# What is required
For the data below, the lines that hold "every" should be counted; only the resulting number is expected.

# Data shown
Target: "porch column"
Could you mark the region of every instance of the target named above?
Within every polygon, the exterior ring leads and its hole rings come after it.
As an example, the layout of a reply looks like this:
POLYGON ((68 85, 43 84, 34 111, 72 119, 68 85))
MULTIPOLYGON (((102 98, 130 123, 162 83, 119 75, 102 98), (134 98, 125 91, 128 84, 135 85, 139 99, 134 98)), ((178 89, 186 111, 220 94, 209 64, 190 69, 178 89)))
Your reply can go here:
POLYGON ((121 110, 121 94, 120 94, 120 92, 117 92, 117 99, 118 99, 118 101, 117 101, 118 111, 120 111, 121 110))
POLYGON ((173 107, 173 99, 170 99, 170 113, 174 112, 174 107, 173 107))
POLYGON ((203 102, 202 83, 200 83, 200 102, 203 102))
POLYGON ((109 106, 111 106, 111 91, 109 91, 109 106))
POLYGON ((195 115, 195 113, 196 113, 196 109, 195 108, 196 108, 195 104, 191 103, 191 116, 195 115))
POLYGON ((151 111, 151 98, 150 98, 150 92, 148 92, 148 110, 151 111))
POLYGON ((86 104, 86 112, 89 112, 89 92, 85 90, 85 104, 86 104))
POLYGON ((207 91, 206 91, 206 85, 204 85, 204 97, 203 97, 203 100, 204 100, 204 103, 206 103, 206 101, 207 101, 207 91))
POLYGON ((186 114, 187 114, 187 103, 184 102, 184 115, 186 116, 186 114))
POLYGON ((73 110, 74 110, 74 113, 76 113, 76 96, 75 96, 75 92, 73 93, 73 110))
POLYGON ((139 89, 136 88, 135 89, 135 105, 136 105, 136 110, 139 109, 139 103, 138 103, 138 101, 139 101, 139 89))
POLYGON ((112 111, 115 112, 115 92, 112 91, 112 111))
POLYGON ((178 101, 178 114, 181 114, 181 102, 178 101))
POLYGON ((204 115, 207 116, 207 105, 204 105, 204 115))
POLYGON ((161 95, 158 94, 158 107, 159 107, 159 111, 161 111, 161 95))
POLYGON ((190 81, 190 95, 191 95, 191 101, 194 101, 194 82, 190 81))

# Exercise response
2